• **WHAT IS ASKED**:
Reproduce the entries below word for word, starting at the line that contains "task: provide the mask of each instance of the **wet" and ending with the last line of the entries. Leave out the pictures.

• **SUPPLIED MATERIAL**:
==*==

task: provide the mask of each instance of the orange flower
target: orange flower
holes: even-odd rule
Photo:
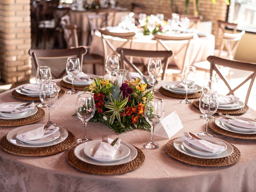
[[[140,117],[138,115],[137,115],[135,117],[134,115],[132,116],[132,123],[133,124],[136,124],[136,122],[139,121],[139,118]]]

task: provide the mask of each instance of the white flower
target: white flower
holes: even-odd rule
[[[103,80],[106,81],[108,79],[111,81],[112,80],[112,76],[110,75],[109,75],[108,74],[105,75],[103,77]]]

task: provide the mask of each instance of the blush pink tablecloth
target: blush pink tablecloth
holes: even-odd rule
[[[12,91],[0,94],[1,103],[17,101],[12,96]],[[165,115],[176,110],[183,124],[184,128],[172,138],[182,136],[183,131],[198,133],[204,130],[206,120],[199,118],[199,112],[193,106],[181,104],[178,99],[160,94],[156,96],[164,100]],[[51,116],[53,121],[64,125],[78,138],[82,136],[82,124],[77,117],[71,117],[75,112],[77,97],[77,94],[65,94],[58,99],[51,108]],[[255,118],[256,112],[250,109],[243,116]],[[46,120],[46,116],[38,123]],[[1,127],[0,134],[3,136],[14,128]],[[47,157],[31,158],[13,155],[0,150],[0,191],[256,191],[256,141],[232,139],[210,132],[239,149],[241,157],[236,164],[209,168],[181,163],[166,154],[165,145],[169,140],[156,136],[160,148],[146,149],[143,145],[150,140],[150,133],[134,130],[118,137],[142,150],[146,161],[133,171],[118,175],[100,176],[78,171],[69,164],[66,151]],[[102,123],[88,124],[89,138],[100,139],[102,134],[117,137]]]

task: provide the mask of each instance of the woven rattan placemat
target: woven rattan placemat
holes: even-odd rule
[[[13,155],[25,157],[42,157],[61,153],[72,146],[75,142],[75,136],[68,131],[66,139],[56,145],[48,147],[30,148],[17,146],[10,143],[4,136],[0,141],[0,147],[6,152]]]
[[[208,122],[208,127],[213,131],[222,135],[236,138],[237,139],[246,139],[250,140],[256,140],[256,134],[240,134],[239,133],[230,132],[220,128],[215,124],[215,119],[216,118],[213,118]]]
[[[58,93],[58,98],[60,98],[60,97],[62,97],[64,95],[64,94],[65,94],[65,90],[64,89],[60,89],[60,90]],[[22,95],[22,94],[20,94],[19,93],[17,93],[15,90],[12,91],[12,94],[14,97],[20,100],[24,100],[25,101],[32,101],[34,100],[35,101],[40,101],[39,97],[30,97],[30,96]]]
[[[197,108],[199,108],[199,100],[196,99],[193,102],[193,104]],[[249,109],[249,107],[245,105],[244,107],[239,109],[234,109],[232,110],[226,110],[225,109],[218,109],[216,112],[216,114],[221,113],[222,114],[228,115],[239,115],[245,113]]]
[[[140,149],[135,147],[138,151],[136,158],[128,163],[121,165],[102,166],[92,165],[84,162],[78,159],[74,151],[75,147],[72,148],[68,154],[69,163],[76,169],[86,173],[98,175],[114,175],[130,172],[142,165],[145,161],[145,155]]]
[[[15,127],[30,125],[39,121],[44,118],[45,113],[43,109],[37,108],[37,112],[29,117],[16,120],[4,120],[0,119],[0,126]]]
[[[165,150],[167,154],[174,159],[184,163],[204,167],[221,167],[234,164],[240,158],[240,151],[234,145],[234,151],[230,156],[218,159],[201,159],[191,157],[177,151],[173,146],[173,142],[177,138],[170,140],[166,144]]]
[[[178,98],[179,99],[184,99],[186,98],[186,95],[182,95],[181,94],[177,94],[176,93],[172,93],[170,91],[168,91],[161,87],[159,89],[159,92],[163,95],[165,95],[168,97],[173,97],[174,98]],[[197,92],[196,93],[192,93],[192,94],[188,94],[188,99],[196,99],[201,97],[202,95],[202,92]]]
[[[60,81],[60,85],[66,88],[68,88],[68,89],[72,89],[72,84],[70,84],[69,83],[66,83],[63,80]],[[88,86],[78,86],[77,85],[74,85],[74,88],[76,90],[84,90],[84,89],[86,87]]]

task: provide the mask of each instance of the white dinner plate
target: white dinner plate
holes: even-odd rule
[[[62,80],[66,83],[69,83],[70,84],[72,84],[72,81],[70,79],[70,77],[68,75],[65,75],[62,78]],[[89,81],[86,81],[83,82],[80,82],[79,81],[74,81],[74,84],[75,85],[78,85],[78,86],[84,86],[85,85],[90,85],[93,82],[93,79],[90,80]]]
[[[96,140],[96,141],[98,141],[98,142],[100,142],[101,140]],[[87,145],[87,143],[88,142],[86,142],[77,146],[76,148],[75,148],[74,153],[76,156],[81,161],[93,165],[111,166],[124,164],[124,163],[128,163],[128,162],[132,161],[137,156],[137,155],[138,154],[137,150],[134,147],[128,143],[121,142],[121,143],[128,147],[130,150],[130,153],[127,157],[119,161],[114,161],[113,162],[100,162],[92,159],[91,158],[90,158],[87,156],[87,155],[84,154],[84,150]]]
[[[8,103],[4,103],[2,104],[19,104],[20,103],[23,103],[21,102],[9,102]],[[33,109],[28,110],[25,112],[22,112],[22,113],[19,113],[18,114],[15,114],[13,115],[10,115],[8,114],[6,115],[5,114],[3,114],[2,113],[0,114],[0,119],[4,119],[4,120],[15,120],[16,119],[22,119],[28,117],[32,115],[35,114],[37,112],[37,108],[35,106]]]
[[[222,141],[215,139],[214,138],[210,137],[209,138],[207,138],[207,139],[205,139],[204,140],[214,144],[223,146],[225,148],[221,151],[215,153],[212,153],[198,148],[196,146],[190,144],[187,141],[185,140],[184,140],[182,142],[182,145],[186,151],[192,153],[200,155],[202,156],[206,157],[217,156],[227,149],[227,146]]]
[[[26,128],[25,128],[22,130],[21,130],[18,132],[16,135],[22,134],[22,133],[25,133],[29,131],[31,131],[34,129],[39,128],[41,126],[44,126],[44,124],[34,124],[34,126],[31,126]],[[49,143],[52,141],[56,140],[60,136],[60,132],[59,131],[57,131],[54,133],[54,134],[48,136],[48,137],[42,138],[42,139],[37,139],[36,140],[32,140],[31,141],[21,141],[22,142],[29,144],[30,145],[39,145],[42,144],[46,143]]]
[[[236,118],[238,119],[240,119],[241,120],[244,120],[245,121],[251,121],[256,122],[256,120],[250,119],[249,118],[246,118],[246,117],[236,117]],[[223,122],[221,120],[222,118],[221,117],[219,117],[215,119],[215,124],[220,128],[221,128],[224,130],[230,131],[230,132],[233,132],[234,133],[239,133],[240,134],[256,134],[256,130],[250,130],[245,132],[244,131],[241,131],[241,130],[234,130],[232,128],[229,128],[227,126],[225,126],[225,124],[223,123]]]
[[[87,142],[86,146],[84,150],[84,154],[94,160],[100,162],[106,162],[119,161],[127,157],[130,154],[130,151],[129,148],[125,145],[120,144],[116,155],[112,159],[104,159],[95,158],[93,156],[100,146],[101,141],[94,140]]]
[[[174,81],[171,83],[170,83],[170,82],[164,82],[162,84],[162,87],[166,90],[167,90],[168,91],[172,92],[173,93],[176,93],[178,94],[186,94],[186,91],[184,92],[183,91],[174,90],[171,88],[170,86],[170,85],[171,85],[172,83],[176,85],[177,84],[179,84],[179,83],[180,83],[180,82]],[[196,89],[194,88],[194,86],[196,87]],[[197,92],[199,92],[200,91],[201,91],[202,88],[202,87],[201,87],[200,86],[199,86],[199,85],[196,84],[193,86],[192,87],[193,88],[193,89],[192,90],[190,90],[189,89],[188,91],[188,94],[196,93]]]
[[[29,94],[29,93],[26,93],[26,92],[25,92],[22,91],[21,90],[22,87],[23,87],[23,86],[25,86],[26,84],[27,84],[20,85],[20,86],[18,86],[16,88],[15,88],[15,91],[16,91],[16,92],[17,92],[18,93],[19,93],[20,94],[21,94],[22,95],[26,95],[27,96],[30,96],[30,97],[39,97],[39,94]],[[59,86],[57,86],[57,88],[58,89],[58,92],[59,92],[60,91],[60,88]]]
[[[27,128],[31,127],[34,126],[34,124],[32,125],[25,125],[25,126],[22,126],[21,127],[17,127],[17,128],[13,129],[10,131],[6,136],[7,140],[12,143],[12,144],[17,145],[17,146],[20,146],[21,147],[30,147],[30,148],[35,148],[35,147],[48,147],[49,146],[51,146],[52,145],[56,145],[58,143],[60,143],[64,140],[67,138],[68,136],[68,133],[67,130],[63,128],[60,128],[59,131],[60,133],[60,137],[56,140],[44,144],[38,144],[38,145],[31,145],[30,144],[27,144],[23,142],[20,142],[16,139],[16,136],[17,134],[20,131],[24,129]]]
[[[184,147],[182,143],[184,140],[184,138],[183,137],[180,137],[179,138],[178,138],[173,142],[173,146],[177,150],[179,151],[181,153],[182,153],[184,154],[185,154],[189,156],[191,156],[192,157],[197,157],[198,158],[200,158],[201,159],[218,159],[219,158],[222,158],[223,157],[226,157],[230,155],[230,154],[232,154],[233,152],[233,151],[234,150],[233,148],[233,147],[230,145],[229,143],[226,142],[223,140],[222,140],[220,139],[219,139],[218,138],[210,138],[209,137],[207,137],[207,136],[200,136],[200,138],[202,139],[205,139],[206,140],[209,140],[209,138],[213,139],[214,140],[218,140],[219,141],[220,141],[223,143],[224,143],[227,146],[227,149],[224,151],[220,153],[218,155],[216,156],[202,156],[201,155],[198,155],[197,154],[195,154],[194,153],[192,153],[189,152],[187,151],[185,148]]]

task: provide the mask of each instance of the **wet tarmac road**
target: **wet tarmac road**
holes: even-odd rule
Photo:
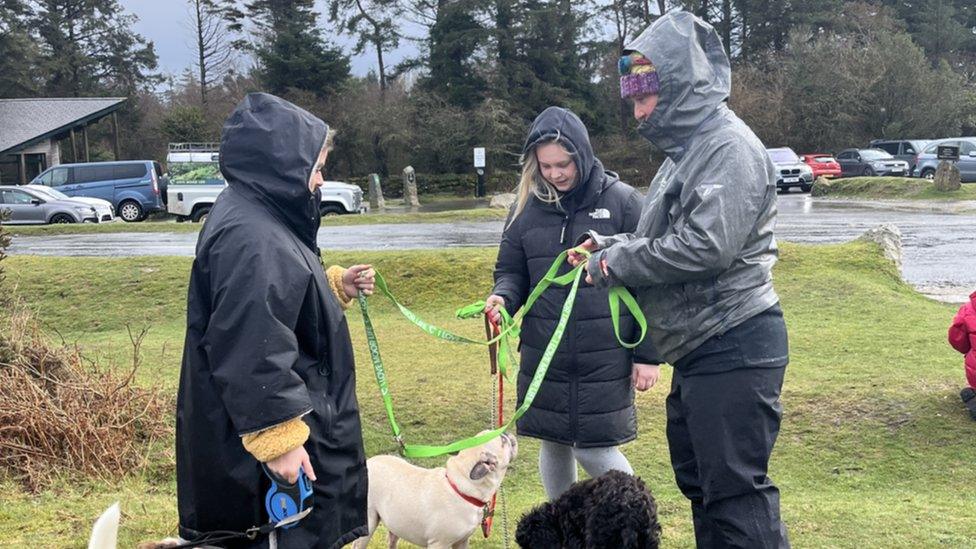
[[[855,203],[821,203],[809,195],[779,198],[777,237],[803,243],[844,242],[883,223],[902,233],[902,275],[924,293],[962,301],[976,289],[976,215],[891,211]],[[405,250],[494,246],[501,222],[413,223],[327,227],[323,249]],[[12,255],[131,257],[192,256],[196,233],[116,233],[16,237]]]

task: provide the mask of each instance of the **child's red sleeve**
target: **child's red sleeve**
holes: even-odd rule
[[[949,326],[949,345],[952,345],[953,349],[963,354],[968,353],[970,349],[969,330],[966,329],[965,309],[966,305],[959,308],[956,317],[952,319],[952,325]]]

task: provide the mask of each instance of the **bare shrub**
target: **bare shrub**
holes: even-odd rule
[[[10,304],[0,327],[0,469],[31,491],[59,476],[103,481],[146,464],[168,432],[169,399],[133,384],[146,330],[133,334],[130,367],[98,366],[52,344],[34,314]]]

==*==

• **THE OUTPUT**:
task: provide the mask of each instance of the **wet tarmac road**
target: **wet tarmac road**
holes: even-odd rule
Photo:
[[[855,203],[821,203],[809,195],[779,198],[777,237],[803,243],[844,242],[883,223],[902,233],[902,275],[924,293],[962,301],[976,289],[976,215],[891,211]],[[405,250],[494,246],[501,222],[413,223],[327,227],[323,249]],[[12,255],[131,257],[192,256],[196,233],[116,233],[16,237]]]

task: provide the mask of each instance of the **child's red sleeve**
target: **child's red sleeve**
holes: even-odd rule
[[[949,326],[949,345],[952,345],[953,349],[963,354],[968,353],[970,349],[969,330],[966,329],[965,309],[966,305],[959,308],[956,317],[952,319],[952,325]]]

task: provide the mask of each instance of the **bare shrub**
target: **bare shrub**
holes: even-odd rule
[[[10,304],[0,327],[0,469],[31,491],[59,476],[103,481],[146,464],[168,432],[169,399],[133,384],[146,330],[133,334],[130,367],[98,366],[52,344],[34,314]]]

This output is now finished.